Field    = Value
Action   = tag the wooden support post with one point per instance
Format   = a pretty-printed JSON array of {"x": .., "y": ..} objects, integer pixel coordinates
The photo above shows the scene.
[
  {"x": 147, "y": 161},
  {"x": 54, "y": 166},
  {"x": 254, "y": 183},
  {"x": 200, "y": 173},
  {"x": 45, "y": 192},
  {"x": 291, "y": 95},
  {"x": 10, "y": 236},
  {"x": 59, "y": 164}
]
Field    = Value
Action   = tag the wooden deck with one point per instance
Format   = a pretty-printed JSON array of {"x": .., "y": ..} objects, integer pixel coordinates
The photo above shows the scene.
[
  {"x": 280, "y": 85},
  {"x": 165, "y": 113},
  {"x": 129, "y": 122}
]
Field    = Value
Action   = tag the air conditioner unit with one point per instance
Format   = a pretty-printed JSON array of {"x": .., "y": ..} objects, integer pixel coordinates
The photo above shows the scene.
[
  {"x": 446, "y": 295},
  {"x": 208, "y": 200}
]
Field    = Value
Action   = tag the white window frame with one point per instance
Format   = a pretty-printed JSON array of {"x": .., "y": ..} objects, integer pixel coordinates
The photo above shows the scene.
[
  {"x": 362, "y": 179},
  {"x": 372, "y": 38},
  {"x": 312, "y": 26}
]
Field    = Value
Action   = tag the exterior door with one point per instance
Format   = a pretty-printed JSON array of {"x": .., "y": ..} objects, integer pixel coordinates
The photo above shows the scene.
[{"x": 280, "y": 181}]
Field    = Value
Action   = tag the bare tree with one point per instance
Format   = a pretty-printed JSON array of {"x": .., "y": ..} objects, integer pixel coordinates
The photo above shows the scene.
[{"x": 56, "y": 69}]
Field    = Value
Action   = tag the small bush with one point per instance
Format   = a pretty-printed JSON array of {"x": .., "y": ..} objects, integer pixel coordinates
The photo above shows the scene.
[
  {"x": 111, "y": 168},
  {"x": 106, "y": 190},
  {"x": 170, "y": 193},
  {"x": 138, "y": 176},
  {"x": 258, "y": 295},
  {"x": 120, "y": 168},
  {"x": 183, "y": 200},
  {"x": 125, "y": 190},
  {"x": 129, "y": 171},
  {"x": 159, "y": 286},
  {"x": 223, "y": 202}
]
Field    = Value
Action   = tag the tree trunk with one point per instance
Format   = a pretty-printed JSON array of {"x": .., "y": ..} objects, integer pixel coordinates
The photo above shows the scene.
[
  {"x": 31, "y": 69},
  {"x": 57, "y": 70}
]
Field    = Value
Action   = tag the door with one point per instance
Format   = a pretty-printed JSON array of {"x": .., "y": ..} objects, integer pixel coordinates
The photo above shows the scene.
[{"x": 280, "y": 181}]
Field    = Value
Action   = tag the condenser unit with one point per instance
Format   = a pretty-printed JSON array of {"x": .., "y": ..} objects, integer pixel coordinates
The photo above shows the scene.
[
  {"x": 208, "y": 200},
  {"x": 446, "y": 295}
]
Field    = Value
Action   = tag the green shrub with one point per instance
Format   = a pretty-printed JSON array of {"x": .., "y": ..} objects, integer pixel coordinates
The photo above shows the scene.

****************************************

▶ _Task goal_
Locate every line in the records above that contains the word "door", and copy each of those lines.

▶ _Result of this exercise_
Action   = tag the exterior door with one point per instance
Action   = tag the door with one point per instance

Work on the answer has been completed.